-------- 抜粋文 --------

昨年の後半から日本国内のライター・イン・レジデンスを巡る状況に変化の兆しが現れている。

その皮切りとなったのは、万城目学が城崎温泉に招かれて執筆した『城崎裁判』である。

「温泉街での逗留執筆」というひじょうに日本らしいやり方で、当代きっての人気作家がレジデンスした訳だ。

さらに今年に入って開催された「おおいたトイレンナーレ2015」の基軸となる作品、小野正嗣の「再訪のとき」もレジデンスに関連づけて考えることが出来るだろう。

この状況は20世紀初頭のアメリカの状況に似ているかも知れない。

ちょうど先日、地元図書館で『ニューメキシコの D ・H・ロレンス』(アーサー・J ・バックラック・著 彩流社 2014年)を発見し、読みはじめたところだ。

この本は1922年から半年づつ、三度にわたって、『チャタレイ夫人の恋人』で知られる英国人小説家、D ・H・ロレンスがニューメキシコ州のタオスにレジデンスしたときのことをまとめた研究書である。

これまで(翻訳本も含めて)日本語で書かれたライター・イン・レジデンスの本はなかったと思われるため、(誰も注目してはいないと思うが)画期的な一冊と言える。

原著はかなり薄いらしく、ページ数を稼ぐためか、訳書の後半は訳者による詳細な解説が附されている。

1920年代といえば、全米最古のレジデンス施設「マクダウェル・コロニー」(1908年設立)が既に立ち上がってはいたものの、現代的な意味でのレジデンス・プログラムが登場する半世紀前だ。この時代のレジデンスの様子を教えてくれる本はじつに貴重である。

まだ半分程度しか読んでいないのだが、レジデンス中のロレンスはじつに嫌な奴で、タオスに招いてくれた資産家をモデルにしてネイティブアメリカンによる白人の生け贄の儀式の話を書いたり、モデルにした友人・知人を不愉快にさせるような小説をいくつも書いてひんしゅくを買っていたらしい。

-------- 提供情報 --------

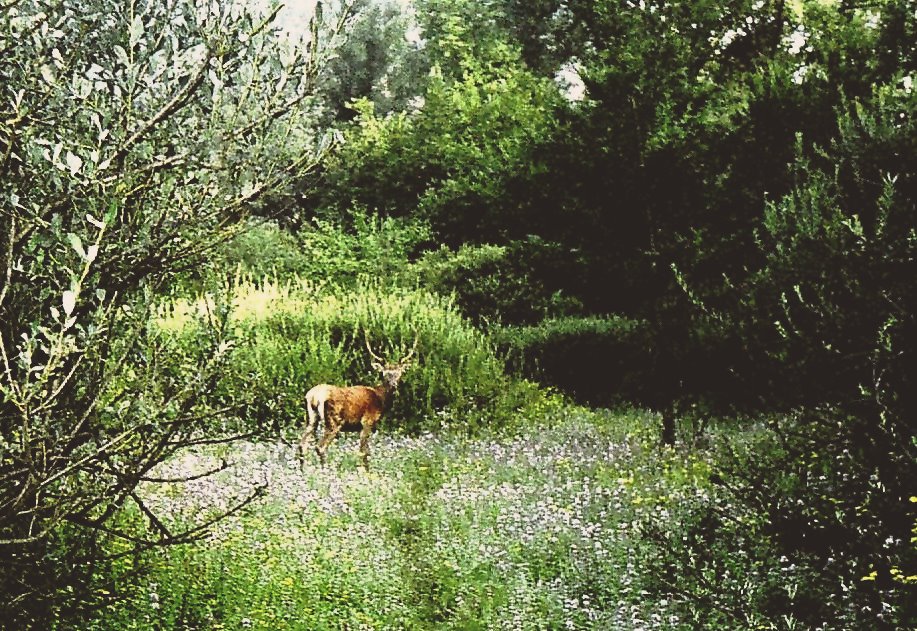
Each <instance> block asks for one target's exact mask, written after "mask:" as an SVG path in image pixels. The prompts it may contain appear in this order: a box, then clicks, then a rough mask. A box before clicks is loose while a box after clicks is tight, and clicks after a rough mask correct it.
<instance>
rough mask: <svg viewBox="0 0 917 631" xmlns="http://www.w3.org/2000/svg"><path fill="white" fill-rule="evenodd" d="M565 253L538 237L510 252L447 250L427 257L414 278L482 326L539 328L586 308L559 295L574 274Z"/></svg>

--------

**課題の進め方**
抜粋文をもとに、次の問いに答えよ。
(a) 万城目学が城崎温泉に招かれて執筆した作品の題名は何か。
(b) 全米最古のレジデンス施設「マクダウェル・コロニー」は何年に設立されたか。
(c) D・H・ロレンスがレジデンスしたニューメキシコ州の地名は何か。

**課題への回答**
(a) 『城崎裁判』
(b) 1908年
(c) タオス